Records from a data source:
= = =

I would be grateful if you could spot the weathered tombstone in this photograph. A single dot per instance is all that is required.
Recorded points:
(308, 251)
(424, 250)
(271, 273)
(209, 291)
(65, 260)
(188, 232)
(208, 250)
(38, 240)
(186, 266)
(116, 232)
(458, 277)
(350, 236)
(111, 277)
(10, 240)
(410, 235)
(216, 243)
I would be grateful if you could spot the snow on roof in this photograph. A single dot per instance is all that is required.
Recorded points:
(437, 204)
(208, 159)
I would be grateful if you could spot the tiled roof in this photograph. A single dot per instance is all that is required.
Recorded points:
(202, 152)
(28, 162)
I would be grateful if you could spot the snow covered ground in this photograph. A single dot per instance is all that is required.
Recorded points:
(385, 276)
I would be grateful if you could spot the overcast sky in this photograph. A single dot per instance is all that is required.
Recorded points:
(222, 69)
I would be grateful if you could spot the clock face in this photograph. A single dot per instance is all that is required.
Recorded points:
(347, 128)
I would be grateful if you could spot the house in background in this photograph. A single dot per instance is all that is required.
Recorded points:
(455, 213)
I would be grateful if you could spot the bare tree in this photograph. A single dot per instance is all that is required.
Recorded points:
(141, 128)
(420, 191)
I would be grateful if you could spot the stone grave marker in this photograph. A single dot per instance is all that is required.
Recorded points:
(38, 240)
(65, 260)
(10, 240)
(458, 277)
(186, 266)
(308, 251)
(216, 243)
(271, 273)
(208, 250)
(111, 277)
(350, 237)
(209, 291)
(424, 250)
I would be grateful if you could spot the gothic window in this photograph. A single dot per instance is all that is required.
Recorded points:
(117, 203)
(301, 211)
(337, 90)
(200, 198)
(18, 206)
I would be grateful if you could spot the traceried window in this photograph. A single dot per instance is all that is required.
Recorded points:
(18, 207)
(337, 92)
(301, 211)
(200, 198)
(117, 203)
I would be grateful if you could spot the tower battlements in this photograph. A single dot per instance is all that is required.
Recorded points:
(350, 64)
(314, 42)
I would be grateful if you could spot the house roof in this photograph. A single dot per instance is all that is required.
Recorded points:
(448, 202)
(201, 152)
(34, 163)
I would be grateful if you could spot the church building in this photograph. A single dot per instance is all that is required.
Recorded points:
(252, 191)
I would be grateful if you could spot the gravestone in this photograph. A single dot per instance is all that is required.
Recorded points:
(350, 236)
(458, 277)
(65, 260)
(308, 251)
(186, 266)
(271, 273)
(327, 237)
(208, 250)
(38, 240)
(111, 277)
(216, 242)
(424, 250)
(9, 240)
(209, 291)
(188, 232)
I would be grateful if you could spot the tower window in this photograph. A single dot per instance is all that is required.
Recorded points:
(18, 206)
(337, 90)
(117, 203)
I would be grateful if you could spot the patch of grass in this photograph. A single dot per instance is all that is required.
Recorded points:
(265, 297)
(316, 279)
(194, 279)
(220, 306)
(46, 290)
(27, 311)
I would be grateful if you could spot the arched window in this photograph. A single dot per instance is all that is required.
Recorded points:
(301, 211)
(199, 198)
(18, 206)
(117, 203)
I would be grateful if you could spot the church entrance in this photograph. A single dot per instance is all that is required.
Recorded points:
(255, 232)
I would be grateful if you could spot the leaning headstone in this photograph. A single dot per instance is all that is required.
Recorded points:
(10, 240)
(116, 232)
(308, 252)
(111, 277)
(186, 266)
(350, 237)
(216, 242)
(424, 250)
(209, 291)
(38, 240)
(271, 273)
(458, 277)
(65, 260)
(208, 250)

= = =

▶ _EXERCISE DESCRIPTION_
Please quote nothing but the lines from the line with "I would be grateful if you could spot the patch" through the end of the data above, exactly as written, ends included.

▶ _ANSWER SPACE_
I would be grateful if you could spot the patch of grass in this photograph. A single dot per instance is all that is required.
Recorded points:
(265, 297)
(316, 279)
(194, 279)
(220, 306)
(46, 290)
(27, 311)
I would be grateful if you could spot the arched window in this photograph. A single dot per instance is all that is required.
Recorded points:
(301, 211)
(199, 198)
(18, 206)
(117, 203)
I would be grateful if you could spot the church entrance in this photograph. A single dot per instance is all that is required.
Recorded points:
(255, 232)
I would be grateful if you could spot the leaning headstone in this photograph. A single dot per instance is all that is required.
Recorded points:
(10, 240)
(116, 232)
(308, 252)
(111, 277)
(186, 266)
(350, 237)
(216, 242)
(424, 250)
(209, 291)
(38, 240)
(271, 273)
(458, 277)
(65, 260)
(208, 250)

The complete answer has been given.